Using the records below, transcribe word for word the stretch from the line that contains "positive clicks: (177, 83) (176, 82)" through the line that contains "282L275 384L290 354L325", both end lines included, and nothing else.

[Opening RECORD EXCERPTS section]

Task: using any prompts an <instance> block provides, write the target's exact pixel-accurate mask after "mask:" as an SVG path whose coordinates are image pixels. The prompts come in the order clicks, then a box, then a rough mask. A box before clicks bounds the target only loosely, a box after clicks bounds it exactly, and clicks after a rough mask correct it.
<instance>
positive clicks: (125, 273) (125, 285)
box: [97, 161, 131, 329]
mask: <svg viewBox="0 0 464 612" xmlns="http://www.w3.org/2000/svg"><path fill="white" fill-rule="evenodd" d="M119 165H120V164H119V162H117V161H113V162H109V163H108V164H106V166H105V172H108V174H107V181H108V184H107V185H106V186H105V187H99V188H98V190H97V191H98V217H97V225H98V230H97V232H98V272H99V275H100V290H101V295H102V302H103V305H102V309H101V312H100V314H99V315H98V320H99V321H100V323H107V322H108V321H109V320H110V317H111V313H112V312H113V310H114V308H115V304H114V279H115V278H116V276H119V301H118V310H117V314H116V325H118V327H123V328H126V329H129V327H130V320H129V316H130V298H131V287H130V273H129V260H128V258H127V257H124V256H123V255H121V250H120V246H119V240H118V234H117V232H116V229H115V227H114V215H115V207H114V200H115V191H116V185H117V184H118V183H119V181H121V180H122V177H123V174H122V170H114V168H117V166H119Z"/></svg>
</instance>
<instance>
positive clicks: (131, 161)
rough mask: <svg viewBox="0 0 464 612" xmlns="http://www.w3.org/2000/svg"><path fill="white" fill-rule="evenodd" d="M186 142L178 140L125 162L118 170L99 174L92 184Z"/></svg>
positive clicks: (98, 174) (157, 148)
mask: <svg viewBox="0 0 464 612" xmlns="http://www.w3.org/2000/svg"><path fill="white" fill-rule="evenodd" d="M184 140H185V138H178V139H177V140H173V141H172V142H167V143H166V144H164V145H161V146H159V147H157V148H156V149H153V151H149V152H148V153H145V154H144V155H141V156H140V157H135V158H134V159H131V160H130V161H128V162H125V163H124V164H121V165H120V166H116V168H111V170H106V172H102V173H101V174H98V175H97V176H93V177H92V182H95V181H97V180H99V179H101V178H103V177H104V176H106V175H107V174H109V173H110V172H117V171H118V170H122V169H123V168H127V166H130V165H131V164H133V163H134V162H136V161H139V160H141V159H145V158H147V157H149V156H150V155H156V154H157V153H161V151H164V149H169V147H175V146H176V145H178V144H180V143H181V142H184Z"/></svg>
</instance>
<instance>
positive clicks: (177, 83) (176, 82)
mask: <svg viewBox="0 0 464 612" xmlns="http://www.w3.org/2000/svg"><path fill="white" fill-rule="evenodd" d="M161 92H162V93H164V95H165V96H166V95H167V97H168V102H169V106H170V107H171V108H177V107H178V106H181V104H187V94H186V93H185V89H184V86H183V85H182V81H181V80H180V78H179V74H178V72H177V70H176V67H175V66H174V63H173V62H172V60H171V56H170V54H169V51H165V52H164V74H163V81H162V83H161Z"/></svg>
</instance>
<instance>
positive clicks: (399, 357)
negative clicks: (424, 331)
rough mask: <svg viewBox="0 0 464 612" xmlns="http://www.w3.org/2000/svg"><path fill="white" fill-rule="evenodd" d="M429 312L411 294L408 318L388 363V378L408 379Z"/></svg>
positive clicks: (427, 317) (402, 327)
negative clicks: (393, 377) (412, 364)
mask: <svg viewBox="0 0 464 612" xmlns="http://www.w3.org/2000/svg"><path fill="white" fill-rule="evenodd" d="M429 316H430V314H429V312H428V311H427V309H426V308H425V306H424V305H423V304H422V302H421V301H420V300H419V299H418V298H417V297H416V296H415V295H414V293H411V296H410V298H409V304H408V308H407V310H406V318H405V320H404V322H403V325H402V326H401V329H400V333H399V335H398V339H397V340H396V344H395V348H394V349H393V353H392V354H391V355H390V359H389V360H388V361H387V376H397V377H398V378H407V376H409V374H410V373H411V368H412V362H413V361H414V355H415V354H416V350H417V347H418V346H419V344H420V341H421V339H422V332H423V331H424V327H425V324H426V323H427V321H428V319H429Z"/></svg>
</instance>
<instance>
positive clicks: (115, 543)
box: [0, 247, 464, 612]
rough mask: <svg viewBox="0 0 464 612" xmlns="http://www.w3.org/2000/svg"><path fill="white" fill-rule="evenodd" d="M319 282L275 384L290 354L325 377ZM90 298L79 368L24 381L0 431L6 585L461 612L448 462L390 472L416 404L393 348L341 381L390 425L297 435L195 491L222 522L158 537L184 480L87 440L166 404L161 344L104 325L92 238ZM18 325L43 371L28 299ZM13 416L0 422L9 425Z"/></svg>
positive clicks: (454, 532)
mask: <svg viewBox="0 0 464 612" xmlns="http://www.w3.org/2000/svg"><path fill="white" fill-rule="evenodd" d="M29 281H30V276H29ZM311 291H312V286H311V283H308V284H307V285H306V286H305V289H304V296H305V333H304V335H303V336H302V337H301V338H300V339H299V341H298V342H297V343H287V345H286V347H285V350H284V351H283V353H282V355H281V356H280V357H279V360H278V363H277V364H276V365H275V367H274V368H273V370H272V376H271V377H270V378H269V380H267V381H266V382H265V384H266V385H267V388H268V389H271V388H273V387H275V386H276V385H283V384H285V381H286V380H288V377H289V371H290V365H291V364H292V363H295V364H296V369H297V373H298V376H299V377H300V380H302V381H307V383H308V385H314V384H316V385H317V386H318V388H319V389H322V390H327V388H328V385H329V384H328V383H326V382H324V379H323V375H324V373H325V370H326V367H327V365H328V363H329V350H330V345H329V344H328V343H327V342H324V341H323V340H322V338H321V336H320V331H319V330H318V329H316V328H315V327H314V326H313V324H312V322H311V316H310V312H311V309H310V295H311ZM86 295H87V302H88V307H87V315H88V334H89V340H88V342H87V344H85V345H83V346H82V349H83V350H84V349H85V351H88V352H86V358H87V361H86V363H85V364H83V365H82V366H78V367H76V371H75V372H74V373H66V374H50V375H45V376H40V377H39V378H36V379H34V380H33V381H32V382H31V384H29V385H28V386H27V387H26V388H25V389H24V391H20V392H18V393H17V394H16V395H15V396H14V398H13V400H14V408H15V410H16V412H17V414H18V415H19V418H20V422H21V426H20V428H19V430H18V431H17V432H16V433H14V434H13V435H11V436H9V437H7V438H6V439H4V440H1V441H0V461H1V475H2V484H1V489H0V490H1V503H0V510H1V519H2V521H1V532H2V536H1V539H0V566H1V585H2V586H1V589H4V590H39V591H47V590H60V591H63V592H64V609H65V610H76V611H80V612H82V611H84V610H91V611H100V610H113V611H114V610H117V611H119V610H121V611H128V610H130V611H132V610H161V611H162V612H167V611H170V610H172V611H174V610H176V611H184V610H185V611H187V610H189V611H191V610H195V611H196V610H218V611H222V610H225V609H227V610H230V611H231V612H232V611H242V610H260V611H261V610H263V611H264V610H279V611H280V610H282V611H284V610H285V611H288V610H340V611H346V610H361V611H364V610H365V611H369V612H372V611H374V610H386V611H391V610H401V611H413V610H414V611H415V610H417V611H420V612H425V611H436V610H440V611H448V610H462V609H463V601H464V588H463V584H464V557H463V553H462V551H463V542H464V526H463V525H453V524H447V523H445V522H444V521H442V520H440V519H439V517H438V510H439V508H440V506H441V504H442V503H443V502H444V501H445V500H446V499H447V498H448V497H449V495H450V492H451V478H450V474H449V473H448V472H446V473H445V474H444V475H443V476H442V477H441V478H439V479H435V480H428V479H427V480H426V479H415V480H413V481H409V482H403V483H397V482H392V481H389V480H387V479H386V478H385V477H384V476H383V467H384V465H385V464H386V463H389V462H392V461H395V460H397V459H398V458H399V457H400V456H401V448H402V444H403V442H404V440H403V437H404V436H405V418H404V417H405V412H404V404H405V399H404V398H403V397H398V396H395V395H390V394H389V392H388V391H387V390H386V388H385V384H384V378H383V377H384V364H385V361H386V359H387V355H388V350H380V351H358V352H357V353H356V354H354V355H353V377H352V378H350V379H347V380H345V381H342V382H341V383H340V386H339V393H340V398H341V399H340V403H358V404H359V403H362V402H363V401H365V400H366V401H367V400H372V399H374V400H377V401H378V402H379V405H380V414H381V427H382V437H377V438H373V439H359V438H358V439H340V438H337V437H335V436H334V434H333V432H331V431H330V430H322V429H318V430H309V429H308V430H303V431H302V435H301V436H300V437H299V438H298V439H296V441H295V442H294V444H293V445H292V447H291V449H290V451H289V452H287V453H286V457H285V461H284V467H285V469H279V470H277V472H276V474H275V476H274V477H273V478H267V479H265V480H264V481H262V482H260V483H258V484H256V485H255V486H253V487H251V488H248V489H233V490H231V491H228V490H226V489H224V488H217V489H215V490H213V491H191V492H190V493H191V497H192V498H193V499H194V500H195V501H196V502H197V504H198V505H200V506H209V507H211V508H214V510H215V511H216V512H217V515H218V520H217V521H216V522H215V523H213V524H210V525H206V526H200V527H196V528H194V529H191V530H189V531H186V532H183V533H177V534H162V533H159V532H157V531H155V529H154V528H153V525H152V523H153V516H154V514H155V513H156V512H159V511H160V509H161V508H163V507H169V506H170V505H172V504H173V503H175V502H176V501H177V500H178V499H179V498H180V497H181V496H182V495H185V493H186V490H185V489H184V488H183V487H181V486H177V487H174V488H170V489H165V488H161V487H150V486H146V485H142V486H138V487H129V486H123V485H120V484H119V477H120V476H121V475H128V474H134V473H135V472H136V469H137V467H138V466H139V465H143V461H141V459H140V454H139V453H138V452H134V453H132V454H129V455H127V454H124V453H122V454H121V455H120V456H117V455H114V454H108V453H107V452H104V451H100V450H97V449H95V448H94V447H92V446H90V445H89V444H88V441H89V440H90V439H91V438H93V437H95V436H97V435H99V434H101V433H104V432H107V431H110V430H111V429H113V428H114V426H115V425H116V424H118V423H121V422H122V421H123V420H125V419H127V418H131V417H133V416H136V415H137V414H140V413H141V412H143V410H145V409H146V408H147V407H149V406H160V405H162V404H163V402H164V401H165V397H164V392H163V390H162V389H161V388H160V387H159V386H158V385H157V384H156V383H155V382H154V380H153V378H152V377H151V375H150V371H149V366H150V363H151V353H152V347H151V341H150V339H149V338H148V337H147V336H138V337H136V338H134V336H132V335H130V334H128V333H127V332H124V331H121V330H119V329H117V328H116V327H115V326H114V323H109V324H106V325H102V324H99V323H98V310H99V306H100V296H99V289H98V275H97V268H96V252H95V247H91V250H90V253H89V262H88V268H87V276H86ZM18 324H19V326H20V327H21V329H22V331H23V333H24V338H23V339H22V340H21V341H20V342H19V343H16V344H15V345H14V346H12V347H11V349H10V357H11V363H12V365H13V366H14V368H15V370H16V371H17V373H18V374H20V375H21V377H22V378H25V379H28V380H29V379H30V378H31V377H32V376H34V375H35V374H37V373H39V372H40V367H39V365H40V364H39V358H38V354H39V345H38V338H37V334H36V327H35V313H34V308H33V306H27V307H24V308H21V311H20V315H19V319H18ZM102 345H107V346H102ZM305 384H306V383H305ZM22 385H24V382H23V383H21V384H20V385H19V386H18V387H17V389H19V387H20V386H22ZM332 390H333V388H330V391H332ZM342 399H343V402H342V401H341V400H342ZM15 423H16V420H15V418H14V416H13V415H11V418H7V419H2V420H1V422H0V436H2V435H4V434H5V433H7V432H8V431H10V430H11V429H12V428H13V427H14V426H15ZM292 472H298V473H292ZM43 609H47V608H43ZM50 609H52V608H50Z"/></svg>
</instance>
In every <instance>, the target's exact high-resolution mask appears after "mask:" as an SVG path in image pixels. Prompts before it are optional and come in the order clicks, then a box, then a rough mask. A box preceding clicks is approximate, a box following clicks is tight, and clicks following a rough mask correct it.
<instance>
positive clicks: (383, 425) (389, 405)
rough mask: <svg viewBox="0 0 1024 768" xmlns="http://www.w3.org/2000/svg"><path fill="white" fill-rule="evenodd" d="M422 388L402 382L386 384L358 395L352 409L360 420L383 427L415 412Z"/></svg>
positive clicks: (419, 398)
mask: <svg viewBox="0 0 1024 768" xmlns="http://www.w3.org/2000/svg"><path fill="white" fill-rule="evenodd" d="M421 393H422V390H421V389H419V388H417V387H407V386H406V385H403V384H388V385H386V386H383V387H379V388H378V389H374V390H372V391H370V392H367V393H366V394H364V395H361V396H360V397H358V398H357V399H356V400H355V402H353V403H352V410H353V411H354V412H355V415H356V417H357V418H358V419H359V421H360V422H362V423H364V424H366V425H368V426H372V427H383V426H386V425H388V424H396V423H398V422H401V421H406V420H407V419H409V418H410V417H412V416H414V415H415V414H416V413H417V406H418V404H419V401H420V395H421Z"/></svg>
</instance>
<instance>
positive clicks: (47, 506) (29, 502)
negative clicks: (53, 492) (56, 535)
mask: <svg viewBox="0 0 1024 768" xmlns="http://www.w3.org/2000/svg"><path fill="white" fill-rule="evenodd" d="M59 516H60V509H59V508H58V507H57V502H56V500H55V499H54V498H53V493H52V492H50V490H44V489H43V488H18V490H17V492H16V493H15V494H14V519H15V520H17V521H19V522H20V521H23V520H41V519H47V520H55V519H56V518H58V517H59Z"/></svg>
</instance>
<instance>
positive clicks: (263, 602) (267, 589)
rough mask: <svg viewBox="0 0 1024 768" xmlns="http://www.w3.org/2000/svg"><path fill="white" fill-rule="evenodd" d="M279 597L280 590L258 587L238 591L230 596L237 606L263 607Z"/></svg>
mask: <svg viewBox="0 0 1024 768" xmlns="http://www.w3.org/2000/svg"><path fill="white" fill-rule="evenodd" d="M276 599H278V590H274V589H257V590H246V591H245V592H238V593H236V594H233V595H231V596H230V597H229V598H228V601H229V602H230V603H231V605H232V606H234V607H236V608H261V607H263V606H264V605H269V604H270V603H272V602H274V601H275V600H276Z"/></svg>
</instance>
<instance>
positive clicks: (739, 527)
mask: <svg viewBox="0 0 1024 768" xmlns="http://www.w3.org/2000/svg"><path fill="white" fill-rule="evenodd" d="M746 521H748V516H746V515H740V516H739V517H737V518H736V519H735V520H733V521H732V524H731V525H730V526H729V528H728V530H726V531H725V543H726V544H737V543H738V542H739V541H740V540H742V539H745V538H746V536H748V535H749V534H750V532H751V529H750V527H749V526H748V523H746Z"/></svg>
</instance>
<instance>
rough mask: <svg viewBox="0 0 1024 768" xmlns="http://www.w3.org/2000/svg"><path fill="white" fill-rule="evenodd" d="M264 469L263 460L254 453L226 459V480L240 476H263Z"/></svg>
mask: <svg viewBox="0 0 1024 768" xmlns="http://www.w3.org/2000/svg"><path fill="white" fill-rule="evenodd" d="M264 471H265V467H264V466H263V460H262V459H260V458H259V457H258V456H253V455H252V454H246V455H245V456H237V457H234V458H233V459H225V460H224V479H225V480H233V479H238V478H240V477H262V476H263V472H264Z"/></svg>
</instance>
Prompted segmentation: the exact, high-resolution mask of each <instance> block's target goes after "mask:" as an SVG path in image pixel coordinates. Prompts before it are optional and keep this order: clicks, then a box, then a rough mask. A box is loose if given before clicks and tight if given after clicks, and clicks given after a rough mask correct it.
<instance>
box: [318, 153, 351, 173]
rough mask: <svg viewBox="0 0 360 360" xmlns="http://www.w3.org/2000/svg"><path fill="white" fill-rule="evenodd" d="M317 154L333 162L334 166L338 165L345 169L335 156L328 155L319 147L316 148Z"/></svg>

[Closing RECORD EXCERPTS section]

## RESULT:
positive clicks: (177, 83) (176, 82)
mask: <svg viewBox="0 0 464 612" xmlns="http://www.w3.org/2000/svg"><path fill="white" fill-rule="evenodd" d="M161 92H162V93H164V95H165V96H166V95H167V97H168V102H169V106H170V107H171V108H177V107H178V106H181V104H187V94H186V93H185V89H184V86H183V85H182V81H181V80H180V78H179V74H178V72H177V70H176V67H175V66H174V63H173V62H172V60H171V56H170V54H169V51H165V52H164V74H163V81H162V83H161Z"/></svg>
</instance>
<instance>
positive clicks: (399, 357)
negative clicks: (424, 331)
rough mask: <svg viewBox="0 0 464 612" xmlns="http://www.w3.org/2000/svg"><path fill="white" fill-rule="evenodd" d="M429 312L411 294L408 318L388 363V378L408 379Z"/></svg>
positive clicks: (427, 317) (402, 327)
negative clicks: (393, 377) (412, 364)
mask: <svg viewBox="0 0 464 612" xmlns="http://www.w3.org/2000/svg"><path fill="white" fill-rule="evenodd" d="M429 316H430V314H429V312H428V311H427V309H426V308H425V306H424V305H423V304H422V302H421V301H420V300H419V299H418V298H417V297H416V296H415V295H414V293H411V296H410V298H409V304H408V308H407V310H406V318H405V320H404V322H403V325H402V326H401V329H400V333H399V335H398V339H397V340H396V344H395V348H394V349H393V353H392V354H391V355H390V359H389V360H388V361H387V376H397V377H398V378H407V376H409V374H410V373H411V368H412V362H413V361H414V355H415V354H416V350H417V347H418V346H419V344H420V341H421V339H422V332H423V331H424V327H425V324H426V323H427V321H428V319H429Z"/></svg>
</instance>
<instance>
positive clicks: (115, 543)
box: [0, 247, 464, 612]
rough mask: <svg viewBox="0 0 464 612" xmlns="http://www.w3.org/2000/svg"><path fill="white" fill-rule="evenodd" d="M319 282L275 384L290 354L325 377ZM90 298L79 368L24 381L0 431L6 585L461 612L448 462L390 472L416 404L393 348L341 381L390 425L297 435L195 491L222 522L158 537L184 480L87 440L166 404L161 344L104 325L92 238ZM18 325L43 371L28 299ZM13 416L0 422L9 425Z"/></svg>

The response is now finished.